**Written task A**
In the forum thread about cats sneaking into the basement, what does Yuki like to do where she lives now?

***** Text section *****

# Tricks!



## bluemilk (Oct 3, 2005)

Robin loves to go down into the basement. Any chance he gets he'll try to sneak past and go exploring! Sometimes I let him,but I go downstairs turn on the light,chase him around,catch him and bring him back upstairs. Sunday night, as soon as I came 'down cellar',he looked resigned,and started to trudge upstairs. And then,just as we got to my apt door-ZIP! Back down he went!


----------



## binkyhoo (Feb 16, 2003)

Its a cats perogative to change his mind.


----------



## Yuki'sMum (Dec 3, 2012)

Lol it's a game  Yuki loved to sneak down to the basement in our old house. I didn't like her going down there because she'd hide and climb around on all the boxes of junk. It would take forever to play hide and seek and chase her back upstairs. If I left her alone down there she would come up eventually. Where we live now she likes to kill spiders lol









Sent from my iPhone using Petguide.com Free App


----------



## bluemilk (Oct 3, 2005)

Maybe she'll find some hidden treasure!


----------



## Marcia (Dec 26, 2010)

*How Fun*

How fun it must be for him to see you chase after him - and what a clever, SMART fellow to dupe you like that!! :mrgreen:


----------

*****

**Written task B**
Please rewrite the records from their start down through the line containing "(1021, 458)", changing "dark horse" to "black horse" and keeping everything else the same.

***** Given records *****

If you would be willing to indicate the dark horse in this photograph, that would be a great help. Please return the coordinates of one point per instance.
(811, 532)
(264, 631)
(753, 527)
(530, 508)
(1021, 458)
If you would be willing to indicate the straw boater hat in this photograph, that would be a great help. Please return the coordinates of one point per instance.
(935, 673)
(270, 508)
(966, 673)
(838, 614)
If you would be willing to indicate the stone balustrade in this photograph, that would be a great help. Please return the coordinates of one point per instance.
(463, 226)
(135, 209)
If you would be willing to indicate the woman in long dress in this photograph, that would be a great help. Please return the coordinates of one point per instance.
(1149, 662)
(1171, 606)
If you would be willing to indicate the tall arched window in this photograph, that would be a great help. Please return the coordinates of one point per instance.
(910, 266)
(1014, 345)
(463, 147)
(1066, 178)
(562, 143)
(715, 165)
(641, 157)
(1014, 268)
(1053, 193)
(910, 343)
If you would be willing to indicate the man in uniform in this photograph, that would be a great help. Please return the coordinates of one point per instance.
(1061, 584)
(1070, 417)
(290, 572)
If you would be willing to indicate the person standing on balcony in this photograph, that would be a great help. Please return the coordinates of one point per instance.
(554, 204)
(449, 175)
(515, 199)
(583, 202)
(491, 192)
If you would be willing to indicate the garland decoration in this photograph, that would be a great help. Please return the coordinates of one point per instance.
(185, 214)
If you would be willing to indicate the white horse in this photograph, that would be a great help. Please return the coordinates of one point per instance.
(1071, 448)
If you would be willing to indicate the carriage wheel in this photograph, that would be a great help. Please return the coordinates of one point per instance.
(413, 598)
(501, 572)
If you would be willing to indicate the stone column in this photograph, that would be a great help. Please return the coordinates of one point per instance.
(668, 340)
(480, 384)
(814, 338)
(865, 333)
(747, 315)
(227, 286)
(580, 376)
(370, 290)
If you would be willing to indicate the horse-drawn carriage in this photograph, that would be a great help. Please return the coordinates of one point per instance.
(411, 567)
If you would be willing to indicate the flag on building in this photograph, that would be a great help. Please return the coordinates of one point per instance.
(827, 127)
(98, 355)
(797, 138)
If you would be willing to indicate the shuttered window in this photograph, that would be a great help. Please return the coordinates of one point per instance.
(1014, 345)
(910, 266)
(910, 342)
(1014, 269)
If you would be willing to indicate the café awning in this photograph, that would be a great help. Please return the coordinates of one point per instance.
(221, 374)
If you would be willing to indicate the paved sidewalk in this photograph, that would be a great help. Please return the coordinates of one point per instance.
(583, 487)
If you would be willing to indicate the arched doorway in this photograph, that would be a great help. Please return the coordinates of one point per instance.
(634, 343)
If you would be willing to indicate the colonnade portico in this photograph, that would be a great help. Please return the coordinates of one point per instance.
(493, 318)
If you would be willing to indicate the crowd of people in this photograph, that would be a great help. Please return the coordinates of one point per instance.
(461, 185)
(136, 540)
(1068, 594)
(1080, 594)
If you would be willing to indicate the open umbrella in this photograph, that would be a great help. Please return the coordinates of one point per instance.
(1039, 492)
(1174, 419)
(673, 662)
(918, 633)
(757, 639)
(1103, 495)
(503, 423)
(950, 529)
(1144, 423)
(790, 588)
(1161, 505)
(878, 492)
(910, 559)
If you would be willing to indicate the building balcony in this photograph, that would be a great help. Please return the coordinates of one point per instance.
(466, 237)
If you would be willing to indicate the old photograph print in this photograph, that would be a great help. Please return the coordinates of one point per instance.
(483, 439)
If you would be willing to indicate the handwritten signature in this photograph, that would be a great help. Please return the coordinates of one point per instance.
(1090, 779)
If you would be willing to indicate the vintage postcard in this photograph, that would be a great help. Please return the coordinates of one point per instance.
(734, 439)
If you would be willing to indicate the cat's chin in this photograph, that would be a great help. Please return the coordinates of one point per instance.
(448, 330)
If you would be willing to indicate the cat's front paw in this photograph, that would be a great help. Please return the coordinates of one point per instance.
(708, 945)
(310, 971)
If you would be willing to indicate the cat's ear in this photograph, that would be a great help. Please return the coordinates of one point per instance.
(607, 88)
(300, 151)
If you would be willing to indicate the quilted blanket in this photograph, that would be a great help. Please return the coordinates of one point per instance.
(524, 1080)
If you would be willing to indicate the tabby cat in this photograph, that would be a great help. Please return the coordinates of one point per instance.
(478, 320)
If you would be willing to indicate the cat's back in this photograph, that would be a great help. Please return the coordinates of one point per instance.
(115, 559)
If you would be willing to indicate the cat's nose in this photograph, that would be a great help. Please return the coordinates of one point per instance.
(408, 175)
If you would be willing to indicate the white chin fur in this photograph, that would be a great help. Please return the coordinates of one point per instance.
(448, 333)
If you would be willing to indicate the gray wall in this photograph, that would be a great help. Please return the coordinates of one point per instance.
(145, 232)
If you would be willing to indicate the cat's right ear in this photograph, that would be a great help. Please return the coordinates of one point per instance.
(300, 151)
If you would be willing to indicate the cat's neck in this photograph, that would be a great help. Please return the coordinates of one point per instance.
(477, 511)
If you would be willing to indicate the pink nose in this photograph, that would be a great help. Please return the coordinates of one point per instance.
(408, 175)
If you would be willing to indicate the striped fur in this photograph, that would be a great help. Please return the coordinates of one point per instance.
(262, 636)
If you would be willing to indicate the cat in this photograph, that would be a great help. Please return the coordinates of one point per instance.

*****

**Answer A**
She likes to kill spiders.

**Answer B**
If you would be willing to indicate the black horse in this photograph, that would be a great help. Please return the coordinates of one point per instance.
(811, 532)
(264, 631)
(753, 527)
(530, 508)
(1021, 458)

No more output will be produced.